Textauszug.
>>>
Lebenslänglich Bayer: Es ist da täglich einer im Freistaat unterwegs, dessen Qualitäten als Selbstvorzeiger gar nicht genug gewürdigt werden können.

I rgendwo in Bayern in einem Festzelt irgendwas gegen Bürokratisierung und Brüssel sagen. Die Wettbewerbssense schwingen, um unter Beweis zu stellen, dass es keinen besseren Schirmherrn für die Europameisterschaft im Handmähen in Ainring-Thundorf hätte geben können. Den Elixhausener Prangerschützen für ihren Salut danken und irgendwas dazu sagen, wie wichtig die Schützen für und in Bayern sind, und dass auf jeden Fall sie geschützt gehören. Ein Video vom Küchl­backen bei den Landfrauen posten und ein wenig damit angeben, dass man schon 1.000 Stück der schmalzigen Nudeln im Fett gewendet hat.

Zum 70. Jubiläum der Jagdhornbläsergruppe Haßberge aus Burgreppach eine Urkunde entgegennehmen „im ehrwürdigen Gedenken an den Besuch“ und dem Geblase der Bläser lauschen. Den Männern von der Tierpräparation Hemetsberger aus Holzhausen bei Königsberg noch schnell die Hand schütteln und beim Streicheln eines Jagdhundes bloß nicht vergessen, mit deutlichen Worten die Freigabe der Jagd auf Wölfe zu fordern. Auf die da oben in Berlin und Brüssel mit dem Finger zeigen.
<<<
Bereitgestelltes Material.
>>>
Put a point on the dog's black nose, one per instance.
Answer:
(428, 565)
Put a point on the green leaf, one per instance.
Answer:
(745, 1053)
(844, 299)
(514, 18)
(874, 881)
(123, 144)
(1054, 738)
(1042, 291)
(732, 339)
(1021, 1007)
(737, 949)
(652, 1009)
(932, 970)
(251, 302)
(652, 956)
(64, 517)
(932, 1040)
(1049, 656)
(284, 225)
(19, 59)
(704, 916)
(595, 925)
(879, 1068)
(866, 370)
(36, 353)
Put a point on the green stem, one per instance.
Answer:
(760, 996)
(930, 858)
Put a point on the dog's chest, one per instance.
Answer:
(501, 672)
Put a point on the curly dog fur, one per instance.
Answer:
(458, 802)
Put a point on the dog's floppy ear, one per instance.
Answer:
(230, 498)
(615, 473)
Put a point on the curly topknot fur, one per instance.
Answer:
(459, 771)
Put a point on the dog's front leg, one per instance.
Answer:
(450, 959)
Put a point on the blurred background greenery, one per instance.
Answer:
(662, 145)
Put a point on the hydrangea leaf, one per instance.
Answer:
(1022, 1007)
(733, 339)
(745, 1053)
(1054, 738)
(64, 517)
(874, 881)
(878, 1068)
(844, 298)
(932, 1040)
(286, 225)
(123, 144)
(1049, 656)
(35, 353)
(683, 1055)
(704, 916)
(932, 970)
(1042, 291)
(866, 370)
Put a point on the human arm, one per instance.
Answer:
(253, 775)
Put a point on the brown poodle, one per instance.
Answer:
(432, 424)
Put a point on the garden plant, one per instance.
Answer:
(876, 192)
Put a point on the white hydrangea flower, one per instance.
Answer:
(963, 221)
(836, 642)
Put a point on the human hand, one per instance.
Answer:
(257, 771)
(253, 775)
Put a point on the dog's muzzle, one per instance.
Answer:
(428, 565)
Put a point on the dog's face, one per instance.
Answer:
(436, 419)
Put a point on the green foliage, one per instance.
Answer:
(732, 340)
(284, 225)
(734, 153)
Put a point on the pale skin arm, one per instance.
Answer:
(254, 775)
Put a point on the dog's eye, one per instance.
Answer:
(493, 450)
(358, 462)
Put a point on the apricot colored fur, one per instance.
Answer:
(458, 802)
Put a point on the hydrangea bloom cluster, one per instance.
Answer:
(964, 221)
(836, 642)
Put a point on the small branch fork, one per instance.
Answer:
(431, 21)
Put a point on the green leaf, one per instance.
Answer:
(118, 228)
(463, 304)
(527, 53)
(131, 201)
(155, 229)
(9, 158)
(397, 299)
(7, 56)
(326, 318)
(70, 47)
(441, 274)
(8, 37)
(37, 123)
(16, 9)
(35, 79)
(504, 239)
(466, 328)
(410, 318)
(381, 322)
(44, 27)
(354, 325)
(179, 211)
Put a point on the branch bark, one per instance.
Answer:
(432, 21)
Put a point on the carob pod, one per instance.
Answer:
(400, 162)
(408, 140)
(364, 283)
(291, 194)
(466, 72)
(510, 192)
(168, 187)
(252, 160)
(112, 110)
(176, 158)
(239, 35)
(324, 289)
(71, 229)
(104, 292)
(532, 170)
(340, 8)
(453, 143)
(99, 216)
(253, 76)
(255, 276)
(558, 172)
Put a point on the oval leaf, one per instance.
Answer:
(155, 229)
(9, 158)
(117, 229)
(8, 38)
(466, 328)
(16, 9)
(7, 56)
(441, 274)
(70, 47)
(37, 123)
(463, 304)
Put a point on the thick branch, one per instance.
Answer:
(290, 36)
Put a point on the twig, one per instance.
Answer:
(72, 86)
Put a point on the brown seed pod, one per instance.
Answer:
<<<
Zu erledigende Aufgaben.
1. Beantworte anhand des Textauszugs:
(a) Für welche Europameisterschaft in Ainring-Thundorf soll es keinen besseren Schirmherrn geben?
(b) Wie viele Küchl hat man nach eigener Angabe schon im Fett gewendet?
(c) Das wievielte Jubiläum feiert die Jagdhornbläsergruppe Haßberge aus Burgreppach?
2. Setze den Textauszug über den Selbstvorzeiger im Freistaat nach seinem letzten Satz fort.

Gelöste Aufgaben.
1.
(a) Für die Europameisterschaft im Handmähen.
(b) 1.000 Stück.
(c) Das 70. Jubiläum.

2.
Auf X noch eben gegen diese Verfassungsrichterkandidatin mit dem Doppelnamen ledern, weil es ja nicht angehen könne, dass man den Leuten diese Frau als #bürgerlicheMitte unterjubeln will. Auf der Landesgartenschau in Furth im Wald vier ältere Damen auf einer hölzernen Hollywoodschaukel zum Schaukeln bringen. Dabei Humor und Lebensfreude verbreiten. Das Gleiche auch auf dem Straubinger Gäubodenfest machen, dazu noch Selfies mit feschen Niederbayerinnen für die sozialen Medien.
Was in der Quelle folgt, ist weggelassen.